▶ _EXERCISE PROMPT_: Extract every line of the data below and reproduce each one unchanged, from the first line to the last.

^^^^

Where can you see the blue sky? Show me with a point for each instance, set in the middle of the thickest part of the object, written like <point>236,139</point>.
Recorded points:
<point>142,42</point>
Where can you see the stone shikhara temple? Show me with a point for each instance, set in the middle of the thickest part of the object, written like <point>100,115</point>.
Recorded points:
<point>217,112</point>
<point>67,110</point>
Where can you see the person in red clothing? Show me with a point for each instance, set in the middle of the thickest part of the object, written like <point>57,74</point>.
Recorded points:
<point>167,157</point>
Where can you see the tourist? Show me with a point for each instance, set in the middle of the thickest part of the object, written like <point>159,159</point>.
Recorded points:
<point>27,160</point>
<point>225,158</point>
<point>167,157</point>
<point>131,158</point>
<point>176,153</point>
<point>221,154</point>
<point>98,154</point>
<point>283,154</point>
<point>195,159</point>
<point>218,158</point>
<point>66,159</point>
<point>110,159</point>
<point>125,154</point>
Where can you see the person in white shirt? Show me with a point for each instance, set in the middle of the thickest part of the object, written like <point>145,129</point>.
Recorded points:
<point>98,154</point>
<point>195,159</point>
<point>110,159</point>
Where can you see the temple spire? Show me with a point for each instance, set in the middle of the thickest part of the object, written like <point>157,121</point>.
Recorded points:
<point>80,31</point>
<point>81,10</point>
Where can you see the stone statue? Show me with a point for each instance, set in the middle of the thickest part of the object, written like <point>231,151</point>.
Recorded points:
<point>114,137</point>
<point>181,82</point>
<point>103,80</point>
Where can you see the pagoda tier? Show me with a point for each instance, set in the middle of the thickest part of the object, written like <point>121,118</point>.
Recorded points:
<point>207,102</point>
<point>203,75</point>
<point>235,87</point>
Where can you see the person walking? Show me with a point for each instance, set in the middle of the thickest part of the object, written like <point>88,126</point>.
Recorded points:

^^^^

▶ _RESPONSE_:
Where can you see the blue sky? Show me with a point for each instance, set in the middle of the thickest part of the object, written like <point>236,139</point>.
Recorded points:
<point>142,42</point>
Where can you see the stone shikhara temple? Show me with a point for each instance, set in the middle of the thickest part of the object, written like <point>100,115</point>.
Recorded points:
<point>217,112</point>
<point>67,110</point>
Where can you see the person in red clothing? Show me with a point for each instance, set in the middle of the thickest part of the object, written like <point>57,74</point>.
Recorded points:
<point>167,157</point>
Where can you see the tourist? Show me with a point for each instance, set in the middle of the thickest part of the object, written like <point>159,159</point>.
Recorded points:
<point>27,160</point>
<point>225,158</point>
<point>167,157</point>
<point>131,158</point>
<point>176,153</point>
<point>221,154</point>
<point>98,154</point>
<point>283,154</point>
<point>195,159</point>
<point>218,158</point>
<point>66,159</point>
<point>110,159</point>
<point>125,154</point>
Where can you see the person in white shirt? Show me with a point for each instance, set in the middle of the thickest part of the object, written like <point>145,129</point>.
Recorded points:
<point>98,154</point>
<point>195,159</point>
<point>110,159</point>
Where can you see the temple spire? Show me with a point for each instance, set in the middle of the thickest part of the object, written like <point>157,121</point>.
Recorded points:
<point>80,31</point>
<point>81,10</point>
Where can you see the stone statue? Show me with a point for each instance, set in the middle of the thickest part of the object, written like <point>231,151</point>.
Recorded points:
<point>114,137</point>
<point>181,82</point>
<point>103,80</point>
Where can you see the pagoda tier? Show me with a point for each instance, set in the middle of the thickest part of the object, written like <point>121,118</point>.
Recorded points:
<point>207,102</point>
<point>203,75</point>
<point>235,87</point>
Where can you see the person walking? Show me with a point for each instance, set in the middle of the thickest part of the object, written like <point>88,126</point>.
Recorded points:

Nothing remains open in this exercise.